Dataset entries:
◆ ◆ ◆ ◆ ◆ ◆ ◆
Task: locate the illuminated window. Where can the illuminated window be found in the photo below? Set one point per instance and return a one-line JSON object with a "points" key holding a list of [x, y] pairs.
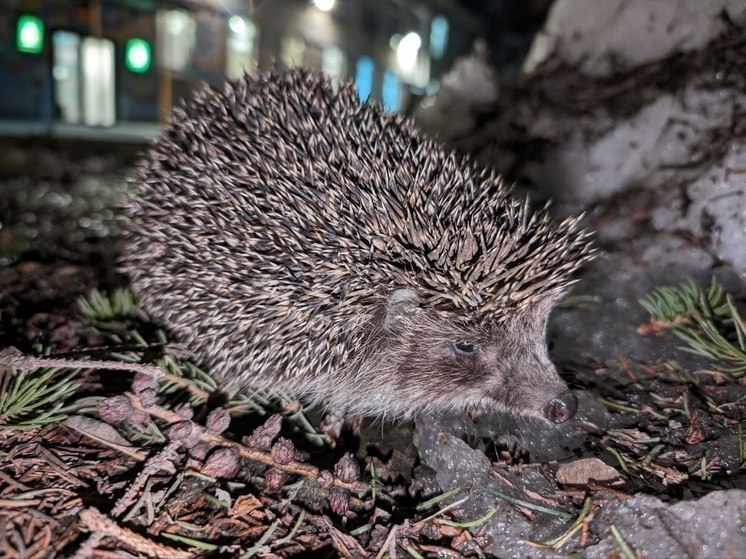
{"points": [[390, 91], [364, 77], [239, 57], [333, 63], [438, 37], [176, 35], [66, 74], [29, 34], [98, 70], [291, 51]]}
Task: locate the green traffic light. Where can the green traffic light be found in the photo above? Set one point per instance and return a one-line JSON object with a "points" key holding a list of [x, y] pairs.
{"points": [[29, 34], [137, 55]]}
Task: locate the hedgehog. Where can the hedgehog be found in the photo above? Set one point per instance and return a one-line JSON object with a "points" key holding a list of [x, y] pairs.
{"points": [[298, 240]]}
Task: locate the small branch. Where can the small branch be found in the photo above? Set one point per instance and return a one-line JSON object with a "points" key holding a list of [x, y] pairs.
{"points": [[29, 362], [101, 527], [152, 466], [261, 456]]}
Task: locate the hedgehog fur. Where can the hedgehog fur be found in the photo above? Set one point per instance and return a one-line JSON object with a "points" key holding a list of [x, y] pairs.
{"points": [[300, 241]]}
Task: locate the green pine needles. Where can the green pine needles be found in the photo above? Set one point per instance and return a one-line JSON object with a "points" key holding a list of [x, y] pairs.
{"points": [[706, 320], [30, 399]]}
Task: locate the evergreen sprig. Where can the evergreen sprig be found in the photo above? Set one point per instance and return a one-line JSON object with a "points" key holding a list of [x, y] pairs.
{"points": [[707, 321], [34, 398]]}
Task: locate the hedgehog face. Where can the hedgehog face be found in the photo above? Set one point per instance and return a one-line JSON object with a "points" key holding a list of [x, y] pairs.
{"points": [[450, 365]]}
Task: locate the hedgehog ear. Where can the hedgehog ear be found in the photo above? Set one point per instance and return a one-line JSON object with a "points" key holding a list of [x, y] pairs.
{"points": [[399, 304]]}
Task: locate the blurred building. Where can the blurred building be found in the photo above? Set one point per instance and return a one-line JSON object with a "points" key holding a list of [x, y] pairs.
{"points": [[77, 64]]}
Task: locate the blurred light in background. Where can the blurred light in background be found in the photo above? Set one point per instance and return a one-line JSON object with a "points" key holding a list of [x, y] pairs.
{"points": [[99, 94], [364, 70], [239, 56], [390, 94], [137, 55], [66, 73], [333, 63], [407, 51], [324, 5], [291, 51], [175, 36], [438, 37], [29, 34]]}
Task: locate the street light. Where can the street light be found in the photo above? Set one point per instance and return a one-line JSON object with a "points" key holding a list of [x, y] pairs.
{"points": [[29, 34], [324, 5], [137, 55]]}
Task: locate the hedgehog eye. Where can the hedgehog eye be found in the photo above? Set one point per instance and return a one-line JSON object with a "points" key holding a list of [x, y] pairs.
{"points": [[465, 349]]}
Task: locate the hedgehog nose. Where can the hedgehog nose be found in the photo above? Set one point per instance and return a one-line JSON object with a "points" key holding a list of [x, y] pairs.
{"points": [[561, 408]]}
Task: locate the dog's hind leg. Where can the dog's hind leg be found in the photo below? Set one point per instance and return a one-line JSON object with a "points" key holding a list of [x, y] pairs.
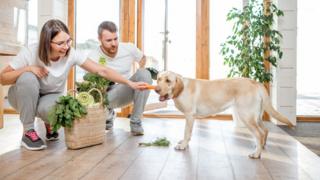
◆ ◆ ◆ ◆ ◆ ◆ ◆
What is expected: All entries need to be duplicated exactly, apart from the images.

Your response:
Task: locate the illuminated window. Where can the illuminated window be found in the photo below? Set one point per instance and return a one-line JSON object with a "points" key holding a list of [x, y] pairs.
{"points": [[390, 91], [364, 77], [239, 57], [333, 63], [438, 37], [176, 35], [66, 74], [29, 34], [98, 70], [291, 51]]}
Task: locate the green traffic light. Where can the green traffic light be found in the photo above? Set one point per instance and return a one-line JSON object with a "points" key holding a list of [x, y] pairs.
{"points": [[29, 34], [137, 55]]}
Task: locate the hedgehog. Where can the hedgehog be found in the photo above? Set one point per instance and return a one-line JSON object with a "points" key holding a list of [x, y] pairs.
{"points": [[298, 240]]}
Task: locate the small branch. Where can the small branch be found in the photo above? Set one point per instance and return a one-line JSON object with a "points" key holding a list of [x, y] pairs.
{"points": [[29, 362], [101, 527], [152, 466], [261, 456]]}
Task: locate the hedgehog fur. Where can the hedgehog fur be found in the photo above? Set one point per instance and return a one-line JSON object with a "points" key holding a list of [x, y] pairs.
{"points": [[300, 241]]}
Task: locate the green pine needles. Where can the green pine needles be found in the photo above? Set one point per instance and return a one-line JSON object with a "points" key holding a list of [x, y] pairs.
{"points": [[706, 320], [30, 399]]}
Task: locate the evergreen sprig. Where can the evergreen sprig be found in the photo above? Set one point per instance and return a one-line JSON object with a "points" key holding a list of [x, y] pairs.
{"points": [[707, 321], [34, 398]]}
Task: locate the hedgehog face. Where can the hedgehog face be found in the photo above? Set one point per instance and return a one-line JSON object with a "points" key holding a list of [x, y] pairs.
{"points": [[450, 365]]}
Task: locate the hedgehog ear. Where can the hedgehog ear be found in the photo above? Set one point per instance and return a one-line JSON object with a "points" key holding a list of [x, y] pairs.
{"points": [[399, 304]]}
Task: locate the blurred building. Where can the blurred building be found in the photo above? Set one point per instance and return a one-line JSON object with a "points" key holding a list of [x, y] pairs.
{"points": [[77, 64]]}
Task: locate the blurred light in background. Where can the blurred light in background be found in the photo above? Set one point per instance and return a one-line JSON object with a "points" key holding a list of [x, y] pairs.
{"points": [[99, 94], [364, 70], [239, 56], [390, 94], [137, 55], [66, 73], [333, 63], [407, 51], [324, 5], [291, 51], [175, 36], [438, 37], [29, 34]]}
Task: locate the street light. Where can the street light be found in the photo above? Set one point per instance and return a one-line JSON object with a "points" key holding a list of [x, y] pairs.
{"points": [[29, 34], [324, 5], [137, 55]]}
Task: locate the hedgehog eye. Where can the hedgehog eye be found in the photo above? Set one point per instance and return a one-line JSON object with a "points" key holding a list of [x, y] pairs.
{"points": [[465, 349]]}
Task: locate the hedgehog nose. Where can the hedgehog nose be found in the photo above? Set one point per instance and return a one-line JSON object with a "points" key holding a list of [x, y] pairs.
{"points": [[561, 408]]}
Task: locate the dog's hind leg. Where can the dog's hind leg be found in the photo below? Set one point per instance and return a one-line JSON object with a "points" key holding a list of [x, y] pairs.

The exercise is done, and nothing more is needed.